Count the lines in the following data that include "note". Please write only the number.

[Stored data]
++++++
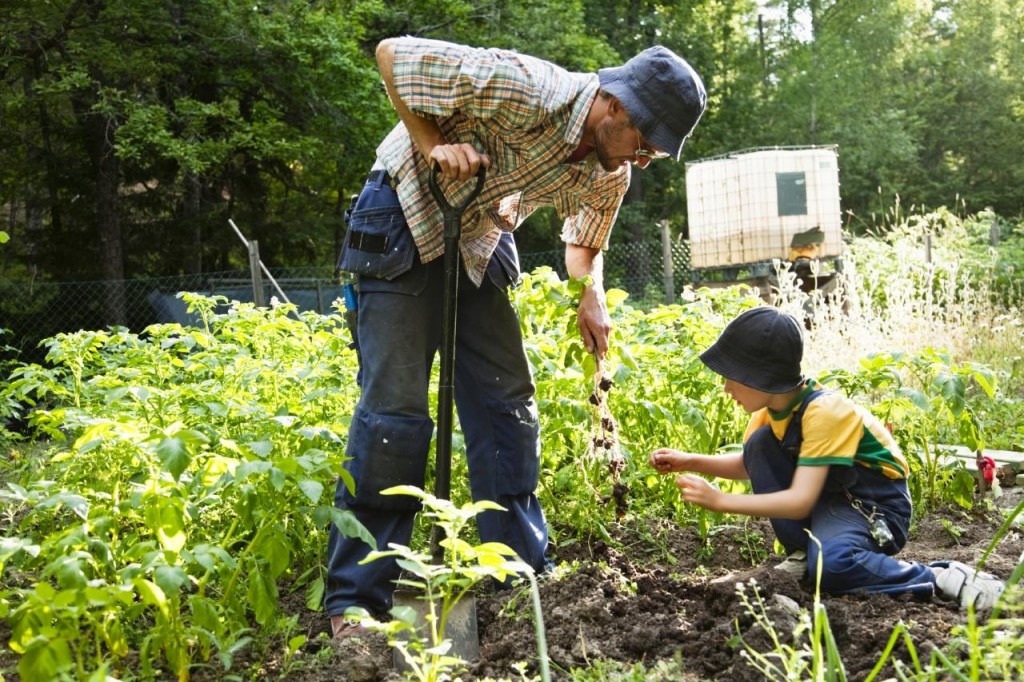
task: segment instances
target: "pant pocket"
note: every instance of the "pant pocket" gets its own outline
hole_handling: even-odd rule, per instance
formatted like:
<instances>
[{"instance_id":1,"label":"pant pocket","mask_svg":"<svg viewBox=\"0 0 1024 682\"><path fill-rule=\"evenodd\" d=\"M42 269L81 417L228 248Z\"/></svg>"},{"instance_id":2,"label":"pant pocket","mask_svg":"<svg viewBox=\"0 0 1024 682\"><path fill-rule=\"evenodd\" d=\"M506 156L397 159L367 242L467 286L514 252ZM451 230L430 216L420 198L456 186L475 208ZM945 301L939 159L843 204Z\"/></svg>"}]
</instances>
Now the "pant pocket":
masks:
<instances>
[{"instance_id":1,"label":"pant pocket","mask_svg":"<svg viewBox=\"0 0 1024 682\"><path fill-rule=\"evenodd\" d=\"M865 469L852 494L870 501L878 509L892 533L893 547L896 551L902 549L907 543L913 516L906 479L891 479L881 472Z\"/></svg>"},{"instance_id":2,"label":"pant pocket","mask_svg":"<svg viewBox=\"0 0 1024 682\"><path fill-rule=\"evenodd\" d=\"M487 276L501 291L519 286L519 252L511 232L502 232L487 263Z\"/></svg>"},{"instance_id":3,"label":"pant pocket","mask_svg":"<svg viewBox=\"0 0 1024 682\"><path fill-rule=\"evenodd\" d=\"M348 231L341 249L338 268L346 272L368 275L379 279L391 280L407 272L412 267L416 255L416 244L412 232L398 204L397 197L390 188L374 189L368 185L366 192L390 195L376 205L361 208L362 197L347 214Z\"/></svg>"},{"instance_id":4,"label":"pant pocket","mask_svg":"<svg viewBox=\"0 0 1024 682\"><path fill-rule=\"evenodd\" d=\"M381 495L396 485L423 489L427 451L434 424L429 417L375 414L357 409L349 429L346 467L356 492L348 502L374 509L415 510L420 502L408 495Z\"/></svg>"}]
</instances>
++++++
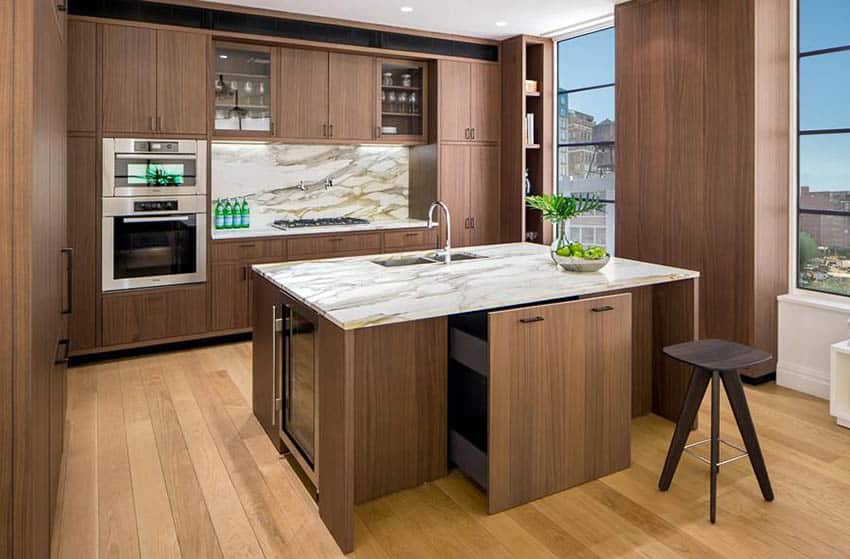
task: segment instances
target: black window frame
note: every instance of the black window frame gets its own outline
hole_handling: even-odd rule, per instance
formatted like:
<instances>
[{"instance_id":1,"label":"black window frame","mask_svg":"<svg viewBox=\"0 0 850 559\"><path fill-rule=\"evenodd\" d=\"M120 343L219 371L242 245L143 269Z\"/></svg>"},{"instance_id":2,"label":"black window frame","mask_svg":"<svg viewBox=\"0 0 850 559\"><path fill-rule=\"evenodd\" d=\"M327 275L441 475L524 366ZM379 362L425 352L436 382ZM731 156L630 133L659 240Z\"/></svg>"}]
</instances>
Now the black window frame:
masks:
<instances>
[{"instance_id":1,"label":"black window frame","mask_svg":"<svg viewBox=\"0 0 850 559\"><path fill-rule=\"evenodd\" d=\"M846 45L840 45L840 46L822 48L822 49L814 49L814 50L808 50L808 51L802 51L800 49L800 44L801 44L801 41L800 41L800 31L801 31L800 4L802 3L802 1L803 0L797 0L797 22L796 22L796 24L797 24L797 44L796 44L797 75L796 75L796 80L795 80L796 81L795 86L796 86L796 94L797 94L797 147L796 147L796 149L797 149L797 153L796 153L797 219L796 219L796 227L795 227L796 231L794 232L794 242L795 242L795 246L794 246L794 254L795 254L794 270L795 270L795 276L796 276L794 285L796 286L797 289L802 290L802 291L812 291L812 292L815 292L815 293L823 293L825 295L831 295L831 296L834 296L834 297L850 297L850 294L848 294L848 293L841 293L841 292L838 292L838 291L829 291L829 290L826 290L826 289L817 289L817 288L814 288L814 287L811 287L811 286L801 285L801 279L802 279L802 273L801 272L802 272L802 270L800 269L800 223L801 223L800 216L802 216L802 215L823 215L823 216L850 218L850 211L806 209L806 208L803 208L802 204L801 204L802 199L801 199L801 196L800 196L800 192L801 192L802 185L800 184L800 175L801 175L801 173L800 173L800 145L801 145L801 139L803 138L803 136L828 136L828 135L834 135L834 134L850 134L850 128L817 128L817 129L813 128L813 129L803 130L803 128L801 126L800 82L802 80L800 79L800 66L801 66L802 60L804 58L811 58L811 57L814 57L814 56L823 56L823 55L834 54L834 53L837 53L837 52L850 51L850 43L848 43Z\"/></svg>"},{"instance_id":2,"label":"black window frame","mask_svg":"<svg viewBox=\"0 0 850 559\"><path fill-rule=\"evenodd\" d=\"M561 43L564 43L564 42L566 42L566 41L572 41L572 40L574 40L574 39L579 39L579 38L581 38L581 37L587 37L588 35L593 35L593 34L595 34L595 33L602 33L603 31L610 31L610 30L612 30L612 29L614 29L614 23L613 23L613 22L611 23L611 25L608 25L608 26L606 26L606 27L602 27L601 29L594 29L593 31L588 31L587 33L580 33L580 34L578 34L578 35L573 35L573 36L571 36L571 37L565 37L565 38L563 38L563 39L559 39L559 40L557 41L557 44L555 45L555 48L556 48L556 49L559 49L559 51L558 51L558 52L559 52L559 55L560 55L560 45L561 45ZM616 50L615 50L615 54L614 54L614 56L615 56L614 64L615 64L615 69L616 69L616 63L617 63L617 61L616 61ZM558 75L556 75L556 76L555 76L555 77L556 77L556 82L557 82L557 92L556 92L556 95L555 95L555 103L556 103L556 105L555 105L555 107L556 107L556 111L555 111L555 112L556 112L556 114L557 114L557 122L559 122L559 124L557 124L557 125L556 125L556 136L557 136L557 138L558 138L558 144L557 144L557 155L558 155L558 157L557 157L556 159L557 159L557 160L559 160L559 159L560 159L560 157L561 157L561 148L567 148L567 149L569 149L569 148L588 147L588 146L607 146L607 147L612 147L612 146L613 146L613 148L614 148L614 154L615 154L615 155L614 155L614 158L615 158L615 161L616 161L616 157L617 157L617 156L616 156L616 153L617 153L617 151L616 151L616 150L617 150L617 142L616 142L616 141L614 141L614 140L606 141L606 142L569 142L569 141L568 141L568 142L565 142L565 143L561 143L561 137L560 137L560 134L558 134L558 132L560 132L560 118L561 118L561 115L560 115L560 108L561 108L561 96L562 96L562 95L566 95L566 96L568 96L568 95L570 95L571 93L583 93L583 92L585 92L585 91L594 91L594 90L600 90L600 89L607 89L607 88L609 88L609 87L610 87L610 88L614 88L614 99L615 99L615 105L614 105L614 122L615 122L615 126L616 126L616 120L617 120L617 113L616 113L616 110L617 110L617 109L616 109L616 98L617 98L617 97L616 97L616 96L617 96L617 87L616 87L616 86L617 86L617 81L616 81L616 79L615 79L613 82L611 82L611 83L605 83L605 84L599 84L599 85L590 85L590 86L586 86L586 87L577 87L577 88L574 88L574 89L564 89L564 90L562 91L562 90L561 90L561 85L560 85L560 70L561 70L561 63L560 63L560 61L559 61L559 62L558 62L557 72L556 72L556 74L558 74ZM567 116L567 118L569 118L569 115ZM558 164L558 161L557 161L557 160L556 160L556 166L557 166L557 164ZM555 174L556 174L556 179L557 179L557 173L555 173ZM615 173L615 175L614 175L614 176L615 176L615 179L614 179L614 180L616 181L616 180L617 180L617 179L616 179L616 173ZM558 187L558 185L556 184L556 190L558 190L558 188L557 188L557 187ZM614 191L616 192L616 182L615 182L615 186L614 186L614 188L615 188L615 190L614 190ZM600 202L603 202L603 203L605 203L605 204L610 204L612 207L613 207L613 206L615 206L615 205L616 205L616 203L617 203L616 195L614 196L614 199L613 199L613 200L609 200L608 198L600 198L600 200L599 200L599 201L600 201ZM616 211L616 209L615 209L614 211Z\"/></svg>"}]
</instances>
++++++
▶ Your response:
2